**** RECORDS SHOWN ****
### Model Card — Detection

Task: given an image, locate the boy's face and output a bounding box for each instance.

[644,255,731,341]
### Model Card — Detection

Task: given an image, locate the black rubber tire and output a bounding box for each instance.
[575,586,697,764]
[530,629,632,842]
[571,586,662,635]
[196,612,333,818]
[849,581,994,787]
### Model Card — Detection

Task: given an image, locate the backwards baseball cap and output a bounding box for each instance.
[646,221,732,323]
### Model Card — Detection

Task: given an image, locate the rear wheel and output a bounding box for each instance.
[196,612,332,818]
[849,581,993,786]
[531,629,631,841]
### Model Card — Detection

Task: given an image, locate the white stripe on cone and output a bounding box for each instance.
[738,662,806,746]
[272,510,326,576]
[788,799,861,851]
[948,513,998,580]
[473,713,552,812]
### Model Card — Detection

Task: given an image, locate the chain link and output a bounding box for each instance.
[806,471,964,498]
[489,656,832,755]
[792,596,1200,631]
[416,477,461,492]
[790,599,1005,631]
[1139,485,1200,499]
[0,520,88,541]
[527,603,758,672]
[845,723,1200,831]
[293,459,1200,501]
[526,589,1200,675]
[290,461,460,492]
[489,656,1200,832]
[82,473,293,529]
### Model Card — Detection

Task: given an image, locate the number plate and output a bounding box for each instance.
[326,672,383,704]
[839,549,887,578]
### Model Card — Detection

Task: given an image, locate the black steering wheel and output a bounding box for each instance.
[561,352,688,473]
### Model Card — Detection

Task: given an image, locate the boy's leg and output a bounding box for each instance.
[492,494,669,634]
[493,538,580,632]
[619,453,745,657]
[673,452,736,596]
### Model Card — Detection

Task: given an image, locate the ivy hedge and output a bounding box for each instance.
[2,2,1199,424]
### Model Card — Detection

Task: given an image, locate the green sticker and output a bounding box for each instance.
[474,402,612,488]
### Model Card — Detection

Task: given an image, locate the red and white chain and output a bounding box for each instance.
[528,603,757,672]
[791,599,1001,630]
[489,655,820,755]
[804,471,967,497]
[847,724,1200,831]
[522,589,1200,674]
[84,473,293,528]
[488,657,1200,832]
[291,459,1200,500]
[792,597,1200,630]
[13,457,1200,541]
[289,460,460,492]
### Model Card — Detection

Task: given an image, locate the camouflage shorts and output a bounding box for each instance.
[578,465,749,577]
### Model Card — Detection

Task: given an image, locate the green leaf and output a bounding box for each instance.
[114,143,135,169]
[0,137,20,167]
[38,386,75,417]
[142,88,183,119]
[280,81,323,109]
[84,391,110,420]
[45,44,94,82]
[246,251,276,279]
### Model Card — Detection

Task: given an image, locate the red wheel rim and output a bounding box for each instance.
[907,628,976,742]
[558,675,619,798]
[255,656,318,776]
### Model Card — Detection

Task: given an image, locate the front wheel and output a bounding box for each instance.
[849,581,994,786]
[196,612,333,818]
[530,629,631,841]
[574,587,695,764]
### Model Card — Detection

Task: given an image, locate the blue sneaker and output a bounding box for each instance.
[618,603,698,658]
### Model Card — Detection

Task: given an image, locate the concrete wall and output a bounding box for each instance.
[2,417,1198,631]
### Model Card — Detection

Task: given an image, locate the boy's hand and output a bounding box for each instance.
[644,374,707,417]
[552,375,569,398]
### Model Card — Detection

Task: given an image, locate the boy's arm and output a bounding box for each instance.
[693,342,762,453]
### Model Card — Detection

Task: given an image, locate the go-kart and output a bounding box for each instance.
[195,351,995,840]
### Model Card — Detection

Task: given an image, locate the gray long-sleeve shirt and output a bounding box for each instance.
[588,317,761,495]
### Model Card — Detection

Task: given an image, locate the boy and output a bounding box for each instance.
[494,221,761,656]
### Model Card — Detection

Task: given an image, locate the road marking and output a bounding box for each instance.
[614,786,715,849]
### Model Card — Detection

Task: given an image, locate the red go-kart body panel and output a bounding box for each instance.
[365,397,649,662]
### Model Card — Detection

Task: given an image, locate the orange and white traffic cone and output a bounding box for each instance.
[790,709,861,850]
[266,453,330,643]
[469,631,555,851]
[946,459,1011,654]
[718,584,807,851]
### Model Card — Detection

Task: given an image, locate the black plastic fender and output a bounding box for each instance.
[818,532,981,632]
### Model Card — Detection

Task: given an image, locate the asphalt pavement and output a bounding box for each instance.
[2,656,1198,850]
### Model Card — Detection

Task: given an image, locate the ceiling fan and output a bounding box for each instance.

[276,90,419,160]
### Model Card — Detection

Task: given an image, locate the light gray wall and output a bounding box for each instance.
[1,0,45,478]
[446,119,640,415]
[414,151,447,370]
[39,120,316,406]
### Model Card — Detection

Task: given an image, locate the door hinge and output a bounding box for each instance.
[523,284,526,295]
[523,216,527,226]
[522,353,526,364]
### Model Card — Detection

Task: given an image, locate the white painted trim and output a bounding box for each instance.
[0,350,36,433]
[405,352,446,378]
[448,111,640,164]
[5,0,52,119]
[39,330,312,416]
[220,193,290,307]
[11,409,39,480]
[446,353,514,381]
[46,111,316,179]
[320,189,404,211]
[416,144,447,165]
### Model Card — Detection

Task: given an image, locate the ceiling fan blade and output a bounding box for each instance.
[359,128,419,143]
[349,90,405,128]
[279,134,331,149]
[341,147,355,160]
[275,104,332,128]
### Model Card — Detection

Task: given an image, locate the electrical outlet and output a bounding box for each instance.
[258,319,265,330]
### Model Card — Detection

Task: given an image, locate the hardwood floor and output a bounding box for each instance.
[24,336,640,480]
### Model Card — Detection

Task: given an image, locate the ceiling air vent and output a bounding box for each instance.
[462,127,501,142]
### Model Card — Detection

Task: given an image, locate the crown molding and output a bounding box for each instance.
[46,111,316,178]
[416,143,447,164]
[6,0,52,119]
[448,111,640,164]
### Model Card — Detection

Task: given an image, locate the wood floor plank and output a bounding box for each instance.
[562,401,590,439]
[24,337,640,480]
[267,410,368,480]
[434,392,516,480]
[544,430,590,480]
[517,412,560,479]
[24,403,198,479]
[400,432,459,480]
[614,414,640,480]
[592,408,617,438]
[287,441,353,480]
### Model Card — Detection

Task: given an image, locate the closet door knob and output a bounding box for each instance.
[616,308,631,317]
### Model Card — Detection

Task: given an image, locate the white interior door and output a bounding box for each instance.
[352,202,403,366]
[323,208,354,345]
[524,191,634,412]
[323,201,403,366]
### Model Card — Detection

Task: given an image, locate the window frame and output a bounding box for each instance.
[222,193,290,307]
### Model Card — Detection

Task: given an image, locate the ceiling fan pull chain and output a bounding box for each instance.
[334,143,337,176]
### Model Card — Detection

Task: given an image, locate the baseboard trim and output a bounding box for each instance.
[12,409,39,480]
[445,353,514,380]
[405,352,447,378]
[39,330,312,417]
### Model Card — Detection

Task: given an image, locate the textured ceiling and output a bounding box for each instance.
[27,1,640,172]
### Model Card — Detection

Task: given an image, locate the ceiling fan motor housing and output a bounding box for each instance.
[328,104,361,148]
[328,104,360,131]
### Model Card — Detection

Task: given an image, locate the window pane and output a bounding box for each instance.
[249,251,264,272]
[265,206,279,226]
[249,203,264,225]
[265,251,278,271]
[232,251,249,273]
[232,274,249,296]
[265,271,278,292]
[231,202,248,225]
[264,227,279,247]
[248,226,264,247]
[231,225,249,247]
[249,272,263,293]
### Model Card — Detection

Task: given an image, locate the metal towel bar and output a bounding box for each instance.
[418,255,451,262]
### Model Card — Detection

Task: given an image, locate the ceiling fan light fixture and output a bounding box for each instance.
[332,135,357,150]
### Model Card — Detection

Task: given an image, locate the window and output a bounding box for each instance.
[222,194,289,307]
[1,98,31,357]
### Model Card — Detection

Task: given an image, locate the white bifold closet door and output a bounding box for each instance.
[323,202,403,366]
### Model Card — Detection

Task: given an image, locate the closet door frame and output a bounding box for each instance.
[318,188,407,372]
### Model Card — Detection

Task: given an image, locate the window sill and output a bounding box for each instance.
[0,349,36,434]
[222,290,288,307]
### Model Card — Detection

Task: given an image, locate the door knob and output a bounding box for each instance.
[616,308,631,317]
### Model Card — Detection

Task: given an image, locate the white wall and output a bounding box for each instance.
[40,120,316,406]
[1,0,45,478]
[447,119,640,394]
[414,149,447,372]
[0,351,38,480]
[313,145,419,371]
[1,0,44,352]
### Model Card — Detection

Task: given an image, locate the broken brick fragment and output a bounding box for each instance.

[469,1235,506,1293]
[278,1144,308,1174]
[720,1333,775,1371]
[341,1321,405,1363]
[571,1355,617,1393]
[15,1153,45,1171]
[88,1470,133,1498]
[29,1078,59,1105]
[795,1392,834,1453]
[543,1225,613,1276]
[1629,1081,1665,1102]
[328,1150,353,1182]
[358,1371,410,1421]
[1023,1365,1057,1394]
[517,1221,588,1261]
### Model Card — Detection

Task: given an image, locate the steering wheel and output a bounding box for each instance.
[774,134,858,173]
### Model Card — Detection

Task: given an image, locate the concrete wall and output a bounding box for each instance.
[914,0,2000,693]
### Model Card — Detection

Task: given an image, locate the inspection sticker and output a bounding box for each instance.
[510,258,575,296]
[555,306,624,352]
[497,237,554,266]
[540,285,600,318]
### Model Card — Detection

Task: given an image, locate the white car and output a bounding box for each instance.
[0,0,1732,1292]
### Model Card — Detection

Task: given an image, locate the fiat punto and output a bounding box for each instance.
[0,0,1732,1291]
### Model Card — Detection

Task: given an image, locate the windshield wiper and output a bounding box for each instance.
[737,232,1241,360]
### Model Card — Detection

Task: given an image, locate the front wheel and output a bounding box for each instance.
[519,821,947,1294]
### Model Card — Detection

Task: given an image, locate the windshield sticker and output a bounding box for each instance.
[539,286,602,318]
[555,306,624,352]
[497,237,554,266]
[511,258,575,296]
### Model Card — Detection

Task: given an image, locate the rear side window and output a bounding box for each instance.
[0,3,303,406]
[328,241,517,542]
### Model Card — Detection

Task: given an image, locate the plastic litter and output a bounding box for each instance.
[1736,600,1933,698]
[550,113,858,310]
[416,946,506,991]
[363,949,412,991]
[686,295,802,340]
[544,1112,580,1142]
****
_PROMPT_:
Output only the lines from the line that contains "Task: given an image, locate the inspection" through the end of the entries, both included, exactly as they appear.

_ANSWER SPACE_:
Task: given an image, locate the inspection sticker and output a bounding box for each instance.
[510,258,575,296]
[555,306,624,352]
[497,237,554,266]
[540,285,600,318]
### Model Card — Detection

Task: given an image, locate the white car and output a bounding box for each instance.
[0,0,1732,1292]
### Model Card — Detection

Task: given an image, locate the fiat punto and output a bounding box for each instance.
[0,0,1732,1291]
### Model Card — Detection

Task: given an image, locate the windshield wiper and output a bounding box for each instance.
[737,232,1241,360]
### Model Card — Detection

Task: given an image, locate the front wheel and output a bounding box for each instance.
[519,821,947,1294]
### Model Card — Detection

Task: given an image, locate the windshield sticker and output a bounding box for each instance.
[539,286,602,318]
[555,306,624,352]
[497,237,554,266]
[511,258,575,296]
### Model Card — Detection

Task: given an image, locate the rear side window and output a bounding box for each instance.
[0,3,303,406]
[328,241,517,542]
### Model Card — Detection

Task: given an image, locate the plastic litter and output a bounding box for each instance.
[1736,600,1933,698]
[550,113,858,310]
[416,946,506,991]
[363,949,412,991]
[686,295,802,340]
[544,1112,580,1142]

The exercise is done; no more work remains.